● Extract to read:
# # # # #

1644 - A Dutch land grant is issued to Lucas Santomee, son of Peter
 Santomee, one of the first 11 Africans brought to Manhattan.
 Among the land granted to Santomee and the original Africans is
 property in Brooklyn and Greenwich Village.

1706 - A slave named Onesimus arrives in the home of Cotton Mather.
 The slave's experience and explanation of African inoculation
 will result in Mather's encouragement of Dr. Zabdiel Boylston
 to inoculate for smallpox in 1721.

1864 - In one of the decisive battles of the Civil War, two brigades of
 African American troops help crush one of the South's finest
 armies at the Battle of Nashville.  African American troops
 open the battle on the first day and successfully engage the
 right flank of the rebel line.  On the second day Col. Charles
 R. Thompson's African American brigade makes a brilliant charge
 up Overton Hill.  The Thirteenth U.S.Colored Troops will sustain
 more casualties than any other regiment involved in the battle.

1870 - The Colored Methodist Episcopalian Church is established.

1896 - Julia Terry Hammonds receives a patent for the apparatus for
 holding yarn skeins.

1934 - Maggie Lena Walker, the first woman to head a bank, dies at the
 age of 69.

1934 - The NAACP's Spingarn Award is awarded to William Taylor Burwell
 Williams, Tuskegee dean and agent of the Jeanes and Slater funds,
 for his achievements as an educator.

1939 - Cindy Birdsong is born.  She will become a singer with Patti
 LaBelle and the Bluebells and Diana Ross and the Supremes.

1941 - Lena Horne records the torch classic for Victor Records, that will
 become her signature song: "Stormy Weather."

# # # # #

● Stored rows:
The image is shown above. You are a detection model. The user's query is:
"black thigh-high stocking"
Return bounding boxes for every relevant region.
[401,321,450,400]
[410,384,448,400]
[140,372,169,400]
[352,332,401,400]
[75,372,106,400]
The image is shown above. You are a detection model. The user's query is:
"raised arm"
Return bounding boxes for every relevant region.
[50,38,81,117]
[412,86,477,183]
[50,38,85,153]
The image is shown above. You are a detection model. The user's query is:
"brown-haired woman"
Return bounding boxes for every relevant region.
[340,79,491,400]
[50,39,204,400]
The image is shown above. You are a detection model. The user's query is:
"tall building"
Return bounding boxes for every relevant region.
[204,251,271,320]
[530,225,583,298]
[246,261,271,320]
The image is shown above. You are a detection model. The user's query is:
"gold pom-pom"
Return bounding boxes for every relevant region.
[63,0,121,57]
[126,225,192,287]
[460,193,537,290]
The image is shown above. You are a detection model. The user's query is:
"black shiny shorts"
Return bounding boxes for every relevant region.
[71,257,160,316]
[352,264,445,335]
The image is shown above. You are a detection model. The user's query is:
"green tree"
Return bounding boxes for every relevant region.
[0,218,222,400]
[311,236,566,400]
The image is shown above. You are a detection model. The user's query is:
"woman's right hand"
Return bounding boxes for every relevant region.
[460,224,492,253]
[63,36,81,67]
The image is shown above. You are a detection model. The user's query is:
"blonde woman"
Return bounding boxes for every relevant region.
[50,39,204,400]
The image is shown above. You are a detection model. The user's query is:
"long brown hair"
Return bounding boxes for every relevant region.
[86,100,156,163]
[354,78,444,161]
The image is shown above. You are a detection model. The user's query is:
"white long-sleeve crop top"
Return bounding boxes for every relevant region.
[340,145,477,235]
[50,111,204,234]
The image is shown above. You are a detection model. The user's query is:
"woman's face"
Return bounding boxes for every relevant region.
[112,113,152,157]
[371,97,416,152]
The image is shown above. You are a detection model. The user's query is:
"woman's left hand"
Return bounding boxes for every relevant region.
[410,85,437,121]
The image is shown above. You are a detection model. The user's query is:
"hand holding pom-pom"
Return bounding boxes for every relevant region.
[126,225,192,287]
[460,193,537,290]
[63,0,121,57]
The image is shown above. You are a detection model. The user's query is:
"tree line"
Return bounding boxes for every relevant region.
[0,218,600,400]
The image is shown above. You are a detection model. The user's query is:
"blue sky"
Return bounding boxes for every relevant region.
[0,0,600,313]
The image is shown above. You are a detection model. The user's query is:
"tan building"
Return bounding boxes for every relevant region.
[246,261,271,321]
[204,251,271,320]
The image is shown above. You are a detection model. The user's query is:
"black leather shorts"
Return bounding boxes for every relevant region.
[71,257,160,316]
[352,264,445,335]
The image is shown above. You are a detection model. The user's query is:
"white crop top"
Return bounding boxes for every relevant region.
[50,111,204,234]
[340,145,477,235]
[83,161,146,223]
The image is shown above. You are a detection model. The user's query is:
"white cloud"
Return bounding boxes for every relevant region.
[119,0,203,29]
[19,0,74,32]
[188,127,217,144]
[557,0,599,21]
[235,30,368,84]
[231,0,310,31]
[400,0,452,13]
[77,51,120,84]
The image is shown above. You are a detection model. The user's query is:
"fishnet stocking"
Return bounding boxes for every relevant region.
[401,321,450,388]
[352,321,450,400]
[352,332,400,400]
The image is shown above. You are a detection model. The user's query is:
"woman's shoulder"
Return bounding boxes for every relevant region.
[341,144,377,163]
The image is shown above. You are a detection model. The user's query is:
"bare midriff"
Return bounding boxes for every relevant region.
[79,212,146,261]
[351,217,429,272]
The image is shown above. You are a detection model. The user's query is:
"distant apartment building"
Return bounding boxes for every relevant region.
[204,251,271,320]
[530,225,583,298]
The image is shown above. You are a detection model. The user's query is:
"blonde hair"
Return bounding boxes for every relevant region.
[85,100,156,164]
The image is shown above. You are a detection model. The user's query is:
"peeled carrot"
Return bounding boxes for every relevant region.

# # # # #

● Written problem A: Decide whether each statement agrees with the timeline of dates: (i) Lucas Santomee was one of the first 11 Africans brought to Manhattan; (ii) Maggie Lena Walker died at the age of 69; (iii) the Thirteenth U.S. Colored Troops had more casualties than any other regiment at the Battle of Nashville. For each one, answer yes or no and quote the words from the timeline of dates that settle it.
● Written problem B: Carry the timeline of dates forward after its last item by writing the next few dated items in the same format.

● Reply A:
(i) No: "son of Peter Santomee, one of the first 11 Africans brought to Manhattan."
(ii) Yes: "dies at the age of 69."
(iii) Yes: "The Thirteenth U.S.Colored Troops will sustain more casualties than any other regiment involved in the battle."

● Reply B:
1943 - Thomas W. "Fats" Waller dies outside Kansas City, Missouri at the
 age of 39 from pneumonia.  The self-taught piano player began
 recording as a teenager and becomes one of a small group of
 African American pianists to make piano rolls for the growing
 player piano industry.  Waller's first solo recording in 1926
 led to his own radio show and three tours of France.  Waller was
 known for such popular songs as "Ain't Misbehavin'," "I'm Gonna
 Sit Right Down and Write Myself a Letter," and "Honeysuckle Rose."
 He also wrote music for the stage and the movies, most notably
 "Stormy Weather."

1943 - The San Francisco Sun-Reporter is established.  Its co-founder,
 Thomas Fleming will be its editor and a working journalist into
 his nineties.

1943 - The NAACP's Spingarn Medal is presented to William H. Hastie "for
 his distinguished career as a jurist and as an uncompromising
 champion of equal justice."

1950 - Ezzard Charles knocks out Nick Barone to retain his heavyweight
 boxing title.

1954 - The Netherlands Antilles become a co-equal part of the Kingdom of
 the Netherlands.

1961 - Dr. Kenneth B. Clark, psychologist and educator, is awarded the
 NAACP's Spingarn Medal for pioneering studies that influenced the
 Supreme Court decision on school desegregation.

1961 - Police use tear gas and leashed dogs to stop a mass demonstration
 by fifteen hundred African Americans in Baton Rouge, Louisiana.

1980 - Dave Winfield signs a ten-year contract with the New York Yankees,
 for somewhere between $1.3 and $1.5 million.  He will become the
 wealthiest player in the history of U.S. team sports.  The total
 package for the outfielder is said to be worth over $22 million
 dollars.

1985 - Businessman J. Bruce Llewellyn and former basketball star Julius
 Erving become owners of Philadelphia Coca-Cola Bottling, the
 fourth-largest African American business in the United States.